Entries from a pointing dataset
########################################
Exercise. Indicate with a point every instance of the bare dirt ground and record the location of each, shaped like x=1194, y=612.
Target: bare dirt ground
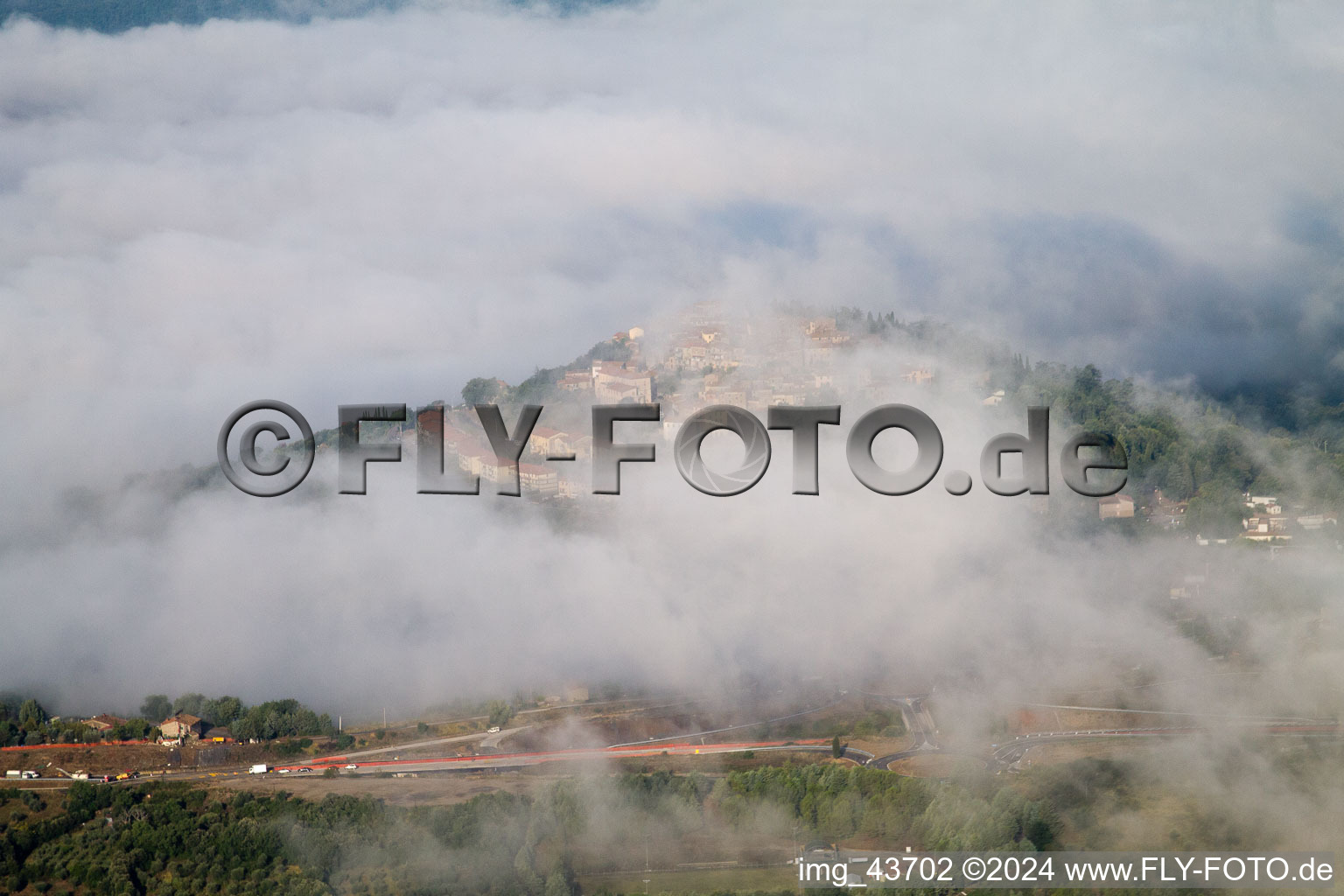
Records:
x=1038, y=719
x=428, y=790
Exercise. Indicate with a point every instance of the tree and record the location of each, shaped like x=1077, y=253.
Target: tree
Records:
x=32, y=715
x=500, y=712
x=556, y=886
x=483, y=391
x=191, y=703
x=156, y=707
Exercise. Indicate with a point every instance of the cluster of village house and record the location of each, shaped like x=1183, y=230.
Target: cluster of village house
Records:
x=781, y=363
x=176, y=728
x=782, y=360
x=1268, y=520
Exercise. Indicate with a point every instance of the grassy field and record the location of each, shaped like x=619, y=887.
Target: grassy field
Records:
x=691, y=881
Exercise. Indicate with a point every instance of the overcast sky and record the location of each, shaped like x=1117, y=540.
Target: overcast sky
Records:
x=378, y=208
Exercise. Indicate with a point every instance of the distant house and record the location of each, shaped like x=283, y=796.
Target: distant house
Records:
x=1116, y=507
x=104, y=722
x=182, y=727
x=536, y=479
x=547, y=441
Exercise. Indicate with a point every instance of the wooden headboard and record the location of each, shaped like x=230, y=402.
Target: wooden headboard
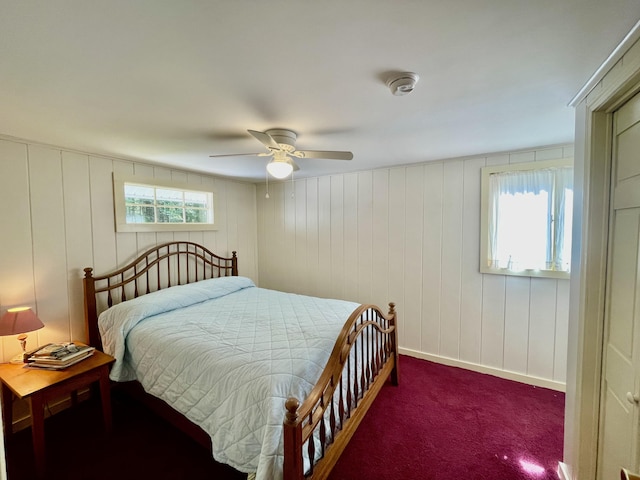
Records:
x=163, y=266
########################################
The request: Could you lay out the lines of all the items above as a Markdown table with the columns n (row number) and Line, skipping blank lines? Leave the pictures out of your answer.

Reply:
| n | Line |
|---|---|
| 1 | Exercise. Indicate with a point every instance of the bare dirt ground and record the location of each, shaped like x=1194, y=612. |
| 2 | Target: bare dirt ground |
| 3 | Records: |
| 4 | x=1038, y=719 |
| 5 | x=428, y=790 |
| 6 | Exercise. Indicate with a point every instance of the tree and record the location of each, shaped like x=1077, y=253. |
| 7 | Target: tree |
| 8 | Records: |
| 9 | x=32, y=715 |
| 10 | x=500, y=712 |
| 11 | x=556, y=886 |
| 12 | x=483, y=391 |
| 13 | x=191, y=703 |
| 14 | x=156, y=707 |
| 15 | Exercise. Indicate with a point every instance of the cluster of village house and record the location of each, shaped like x=1183, y=230. |
| 16 | Target: cluster of village house |
| 17 | Records: |
| 18 | x=781, y=363 |
| 19 | x=176, y=728 |
| 20 | x=782, y=360 |
| 21 | x=1268, y=520 |
| 22 | Exercise. Indicate with a point every instance of the grassy field and record the location of each, shaped like x=619, y=887. |
| 23 | Target: grassy field |
| 24 | Records: |
| 25 | x=691, y=881 |
| 26 | Exercise. Indicate with a point every instance of the overcast sky and record the location of each, shaped like x=1117, y=540. |
| 27 | Target: overcast sky |
| 28 | Records: |
| 29 | x=378, y=208 |
| 30 | Exercise. Indicate with a point every instance of the distant house and record the location of each, shaped like x=283, y=796. |
| 31 | Target: distant house |
| 32 | Records: |
| 33 | x=1116, y=507 |
| 34 | x=104, y=722 |
| 35 | x=182, y=727 |
| 36 | x=536, y=479 |
| 37 | x=547, y=441 |
| 38 | Exercise. Indicate with a point every instance of the wooden headboard and record the location of each, shaped like x=230, y=402. |
| 39 | Target: wooden headboard |
| 40 | Records: |
| 41 | x=163, y=266 |